> [Direction] Copy every row below verbatim, leaving out the pictures.

begin Input

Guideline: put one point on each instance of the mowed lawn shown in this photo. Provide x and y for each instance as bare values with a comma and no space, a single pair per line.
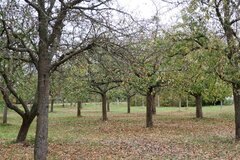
176,134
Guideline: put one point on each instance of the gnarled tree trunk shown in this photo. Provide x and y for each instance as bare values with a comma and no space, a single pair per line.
104,107
236,97
198,99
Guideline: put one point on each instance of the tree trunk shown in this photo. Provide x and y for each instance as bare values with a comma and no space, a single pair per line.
180,104
236,98
63,102
129,103
41,142
5,113
149,99
108,106
44,63
135,100
104,107
79,107
199,113
52,103
154,105
22,134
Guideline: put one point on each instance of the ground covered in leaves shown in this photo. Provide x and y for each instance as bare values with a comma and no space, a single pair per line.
176,135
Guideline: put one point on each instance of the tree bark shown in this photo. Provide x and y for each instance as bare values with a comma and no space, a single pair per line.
199,113
44,63
149,108
180,104
52,103
104,107
108,106
79,107
154,105
128,104
236,98
63,102
22,134
5,114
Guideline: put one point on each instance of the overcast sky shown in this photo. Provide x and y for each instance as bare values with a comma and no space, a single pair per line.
147,9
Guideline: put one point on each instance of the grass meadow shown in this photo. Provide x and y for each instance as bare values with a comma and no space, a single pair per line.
176,134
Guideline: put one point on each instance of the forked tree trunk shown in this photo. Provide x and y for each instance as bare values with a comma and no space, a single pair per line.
236,98
5,113
128,104
199,113
22,134
104,107
52,103
149,108
79,107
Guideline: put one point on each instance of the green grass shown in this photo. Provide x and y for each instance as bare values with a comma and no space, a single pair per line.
176,134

end Input

> [Worked answer]
Guideline: put one point on each instance of the mowed lawn shown in this photo. Provide x and y for each instance as bare values with a comma and no space, a single pair per line.
176,134
Guideline: put one point on each instance of the gnarled tree trunk shown in this photo. Provide x and y for each instance as bare values with a comma and no space, a single pair per line.
104,107
236,97
198,99
Guideline: put one point on each instance of the tree trunk shown in this photo. Provide x and y for each instance as bare values with a comma and no space, a single pair per line.
180,104
236,98
63,102
129,103
41,142
5,113
149,99
108,106
44,63
135,100
104,107
79,107
199,113
52,103
154,105
22,134
Guideline: put one point on each instance of the ground covered in leaves shown in this photo. Provide x and y for each instance as bare values with a comma and no space, a single pair per line.
176,135
Guideline: put one point on each instance of the tree bark shown in this photo. Provide x and y for each instance as bare values with a comma and no space, a single pair per line.
199,113
44,63
149,108
180,104
52,103
104,107
108,106
79,107
154,105
128,104
236,98
63,102
22,134
5,114
Guideline: put one point on each instance of the overcast sky shown in this photo. Provide x and y for each instance as bare values with a comma and no space, a single pair per line.
147,9
Guideline: put one point on each instance of the grass meadow shown in this photo. Provide x and y for each instance as bare values with a comma and no space, a single pair per line.
176,134
Guideline: put one point on each instance of the forked tree trunk shown in this photo. Provide x and y for each instance as bare values with a comma and no space, a single pair per line.
236,98
5,113
128,104
199,113
22,134
104,107
52,103
149,108
79,107
Guideline: put one point on each instance of the green grass shown in this photo. Provide x and y for each instance as bare values with a comma and no space, a single pair per line.
176,134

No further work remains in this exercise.